··· Data rows

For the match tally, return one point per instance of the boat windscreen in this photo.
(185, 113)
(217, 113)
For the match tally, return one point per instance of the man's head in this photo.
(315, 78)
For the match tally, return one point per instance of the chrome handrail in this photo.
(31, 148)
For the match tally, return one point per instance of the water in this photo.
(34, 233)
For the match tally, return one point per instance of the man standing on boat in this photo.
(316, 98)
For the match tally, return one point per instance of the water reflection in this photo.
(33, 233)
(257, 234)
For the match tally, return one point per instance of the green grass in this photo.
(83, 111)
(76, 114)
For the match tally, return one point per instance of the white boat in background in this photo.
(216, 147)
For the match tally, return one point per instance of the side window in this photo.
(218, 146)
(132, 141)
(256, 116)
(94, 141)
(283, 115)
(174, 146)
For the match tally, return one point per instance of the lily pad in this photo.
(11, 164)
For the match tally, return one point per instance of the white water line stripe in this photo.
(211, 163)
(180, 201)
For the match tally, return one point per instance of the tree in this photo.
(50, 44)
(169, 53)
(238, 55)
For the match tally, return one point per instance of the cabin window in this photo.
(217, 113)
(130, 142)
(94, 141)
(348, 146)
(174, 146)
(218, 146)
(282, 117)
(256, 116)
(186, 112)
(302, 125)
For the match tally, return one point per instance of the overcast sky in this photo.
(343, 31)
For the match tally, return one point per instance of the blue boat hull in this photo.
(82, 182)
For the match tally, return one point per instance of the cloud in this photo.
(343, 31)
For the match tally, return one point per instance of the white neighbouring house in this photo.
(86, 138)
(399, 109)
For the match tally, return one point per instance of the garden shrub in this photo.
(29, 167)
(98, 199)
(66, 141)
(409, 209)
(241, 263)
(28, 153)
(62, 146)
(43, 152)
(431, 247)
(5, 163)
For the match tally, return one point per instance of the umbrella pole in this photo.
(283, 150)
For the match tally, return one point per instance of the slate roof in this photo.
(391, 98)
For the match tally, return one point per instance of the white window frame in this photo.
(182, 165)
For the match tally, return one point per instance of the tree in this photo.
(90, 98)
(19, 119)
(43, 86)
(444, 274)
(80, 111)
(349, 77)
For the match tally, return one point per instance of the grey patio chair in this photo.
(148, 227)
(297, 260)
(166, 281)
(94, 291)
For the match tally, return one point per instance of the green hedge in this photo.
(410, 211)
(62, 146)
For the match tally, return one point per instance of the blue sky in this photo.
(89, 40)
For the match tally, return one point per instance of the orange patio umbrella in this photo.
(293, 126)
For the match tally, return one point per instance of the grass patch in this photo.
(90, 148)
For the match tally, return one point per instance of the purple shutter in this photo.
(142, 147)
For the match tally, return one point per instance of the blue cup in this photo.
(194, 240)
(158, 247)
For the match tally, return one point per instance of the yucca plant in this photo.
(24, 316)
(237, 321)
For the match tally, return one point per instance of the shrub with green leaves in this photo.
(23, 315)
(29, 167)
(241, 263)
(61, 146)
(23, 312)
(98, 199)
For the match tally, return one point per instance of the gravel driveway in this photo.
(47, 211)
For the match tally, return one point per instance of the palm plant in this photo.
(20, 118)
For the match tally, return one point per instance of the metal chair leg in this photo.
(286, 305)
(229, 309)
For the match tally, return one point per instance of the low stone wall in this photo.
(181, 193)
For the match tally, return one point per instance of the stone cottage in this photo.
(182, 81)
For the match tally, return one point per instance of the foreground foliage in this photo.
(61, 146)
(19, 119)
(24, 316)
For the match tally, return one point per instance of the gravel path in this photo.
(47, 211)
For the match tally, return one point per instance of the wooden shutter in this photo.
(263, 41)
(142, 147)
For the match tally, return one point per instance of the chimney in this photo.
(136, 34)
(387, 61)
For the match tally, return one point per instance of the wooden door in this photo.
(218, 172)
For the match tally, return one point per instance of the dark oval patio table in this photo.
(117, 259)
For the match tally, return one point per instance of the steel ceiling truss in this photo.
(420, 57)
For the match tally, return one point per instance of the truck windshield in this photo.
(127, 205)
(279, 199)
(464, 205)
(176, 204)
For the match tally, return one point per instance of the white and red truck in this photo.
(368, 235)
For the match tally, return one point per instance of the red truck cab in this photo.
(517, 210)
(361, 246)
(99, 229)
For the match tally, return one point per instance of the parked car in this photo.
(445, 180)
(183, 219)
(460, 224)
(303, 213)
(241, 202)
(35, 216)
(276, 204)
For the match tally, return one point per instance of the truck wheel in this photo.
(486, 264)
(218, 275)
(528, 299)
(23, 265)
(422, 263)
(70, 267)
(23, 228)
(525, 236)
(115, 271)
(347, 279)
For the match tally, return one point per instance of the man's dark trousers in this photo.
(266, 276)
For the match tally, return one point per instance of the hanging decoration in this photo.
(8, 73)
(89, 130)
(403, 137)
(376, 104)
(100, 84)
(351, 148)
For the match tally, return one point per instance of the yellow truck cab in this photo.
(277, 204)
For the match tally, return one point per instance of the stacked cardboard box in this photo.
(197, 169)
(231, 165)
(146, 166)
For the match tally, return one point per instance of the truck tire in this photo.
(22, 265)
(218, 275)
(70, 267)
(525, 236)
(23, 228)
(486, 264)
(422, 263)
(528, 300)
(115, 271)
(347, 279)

······

### Stated task:
Reproduce each record exactly, leaving nothing out.

### Response to the exercise:
For the match tally, return one point per instance of the boat windscreen in this photo.
(185, 113)
(217, 113)
For the match tally, return one point per instance of the man's head in this photo.
(315, 78)
For the match tally, return one point per instance of the chrome handrail in this photo.
(31, 148)
For the match tally, return one point per instance of the water in this photo.
(34, 233)
For the match tally, return one point per instance of the man standing on boat in this photo.
(316, 98)
For the match tally, return one point per instance of the water reflection in this photo.
(33, 233)
(257, 234)
For the match tally, return one point per instance of the green grass in this photo.
(83, 111)
(76, 114)
For the match tally, return one point per instance of the white boat in background in this photo.
(216, 147)
For the match tally, return one point per instance of the side window in this photo.
(218, 146)
(132, 141)
(256, 116)
(94, 141)
(283, 115)
(174, 146)
For the match tally, return one point per instance of the lily pad in this photo.
(11, 164)
For the match tally, return one point per instance of the white water line stripe in this photo.
(211, 163)
(180, 201)
For the match tally, return one point per instance of the tree in this photo.
(50, 44)
(169, 53)
(238, 55)
For the match tally, return one point per instance of the cabin window in this photo.
(217, 113)
(130, 142)
(94, 141)
(348, 146)
(174, 146)
(218, 146)
(282, 117)
(256, 116)
(186, 112)
(302, 125)
For the match tally, return one point per instance of the overcast sky in this photo.
(343, 31)
For the match tally, return one point per instance of the blue boat hull in this photo.
(82, 182)
For the match tally, return one point per instance of the cloud in this photo.
(343, 31)
For the match tally, return one point per instance of the white neighbouring house in this photo.
(86, 138)
(399, 109)
For the match tally, return one point per instance of the garden shrub in this photo.
(29, 167)
(98, 199)
(66, 141)
(409, 209)
(241, 263)
(28, 153)
(62, 146)
(43, 152)
(431, 247)
(5, 163)
For the match tally, return one point per instance of the umbrella pole in this photo.
(283, 150)
For the match tally, return one point per instance of the slate roof in this photo.
(391, 98)
For the match tally, return one point per instance of the white window frame in this photo.
(182, 165)
For the match tally, return one point per instance of the tree in this photo.
(90, 98)
(19, 119)
(43, 86)
(444, 274)
(80, 111)
(349, 77)
For the match tally, return one point per instance of the grey patio chair in this photo.
(148, 227)
(297, 260)
(166, 281)
(94, 291)
For the match tally, return one point per instance of the green hedge in this photo.
(410, 211)
(62, 146)
For the match tally, return one point per instance of the blue sky in this photo.
(89, 40)
For the match tally, return one point per instance of the orange patio umbrella in this photo.
(293, 126)
For the match tally, return one point per instance of the grass patch in this photo.
(90, 148)
For the match tally, return one point per instance of the purple shutter in this photo.
(142, 147)
For the match tally, return one point per instance of the blue cup in this photo.
(194, 240)
(158, 247)
For the match tally, return one point per instance of the yucca plant in this photo.
(24, 316)
(237, 321)
For the match tally, return one point per instance of the shrub with green leaves in this photo.
(23, 315)
(29, 167)
(241, 263)
(61, 146)
(23, 312)
(98, 199)
For the match tally, return one point per instance of the gravel driveway in this photo.
(47, 211)
For the match tally, return one point per instance of the palm plant in this photo.
(20, 118)
For the match tally, return one point per instance of the metal chair leg in this photo.
(286, 305)
(229, 309)
For the match tally, return one point per instance of the low stone wall in this photo.
(181, 193)
For the match tally, return one point per instance of the stone cottage in this photo.
(182, 81)
For the match tally, return one point per instance of the foreground foliage in this photo.
(61, 146)
(19, 119)
(24, 316)
For the match tally, return one point per instance of the gravel path in this photo.
(47, 211)
For the match tally, return one point per instance of the wooden shutter in this photo.
(263, 41)
(142, 147)
For the match tally, return one point per instance of the chimney in this photo.
(136, 34)
(387, 61)
For the match tally, return one point per instance of the wooden door in this photo.
(218, 172)
For the match tally, return one point per instance of the dark oval patio table in this photo.
(117, 259)
For the match tally, return one point per instance of the steel ceiling truss in this photo.
(420, 57)
For the match tally, return one point per instance of the truck windshield in this photo.
(127, 205)
(279, 199)
(464, 205)
(176, 204)
For the match tally, return one point per instance of the white and red truck in this photo.
(368, 235)
For the match tally, return one point per instance of the red truck cab in this photo.
(517, 210)
(361, 246)
(99, 229)
For the match tally, return one point per instance of the parked car in this photo.
(445, 180)
(183, 219)
(460, 224)
(303, 213)
(241, 202)
(35, 216)
(276, 204)
For the match tally, return one point per instance of the truck wheel in this photo.
(486, 264)
(218, 275)
(528, 299)
(23, 265)
(422, 263)
(70, 267)
(23, 228)
(525, 236)
(115, 271)
(347, 279)
For the match tally, return one point per instance of the man's dark trousers in this photo.
(266, 276)
For the match tally, return one point per instance of the hanging decoration in this photo.
(8, 73)
(89, 130)
(403, 137)
(376, 104)
(100, 84)
(351, 148)
For the match tally, return one point per instance of the yellow truck cab in this photo.
(277, 204)
For the match tally, return one point per instance of the stacked cardboard box in this photo.
(197, 169)
(231, 165)
(146, 166)
For the match tally, return one point per instance of the truck tire in this photo.
(22, 265)
(218, 275)
(70, 267)
(525, 236)
(23, 228)
(486, 264)
(422, 263)
(528, 300)
(115, 271)
(347, 279)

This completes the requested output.